TASK BRIEF >> From the Leetcode stock-trading text below, list every price list passed to `r` in the `__main__` block, each paired with the number printed beside it.

EXTRACTED TEXT >>
Leetcode: Best time to buy and sell stock
The task is to find out of a series of stock prices the best time to buy and sell the stock. Only one stock can be owned at the time and it can be sold and bought at the same time.
The Python solution looks like this. It’s not entirely optimal because technically we could sell stock at every transaction, which simplifies the code as shown below.
from typing import List
class Solution:
def maxProfit(self, prices: List[int]) -> int:
profit = 0
buy = -1
for i in range(len(prices) - 1):
if buy == -1:
if prices[i] < prices[i + 1]:
buy = prices[i]
else:
if prices[i] > prices[i+1]:
profit += (prices[i] - buy)
buy = -1
if buy > -1:
profit += prices[-1] - buy
return profit
if __name__ == '__main__':
r = Solution().maxProfit
print(r([7,1,5,3,6,4]), 7)
print(r([1,2,3,4,5]), 4)
print(r([7,6,4,3,1]), 0)
class Solution:
def maxProfit(self, prices: List[int]) -> int:
profit = 0
buy = -1
for i in range(len(prices) - 1):
# See if I can sell
if buy > -1:
profit += (prices[i] - buy)

GIVEN DATA >>
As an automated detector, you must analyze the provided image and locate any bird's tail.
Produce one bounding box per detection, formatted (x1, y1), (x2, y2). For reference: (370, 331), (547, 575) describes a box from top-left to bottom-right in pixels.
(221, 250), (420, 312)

RESULT OF THIS EXERCISE >>
- [7,1,5,3,6,4] with 7
- [1,2,3,4,5] with 4
- [7,6,4,3,1] with 0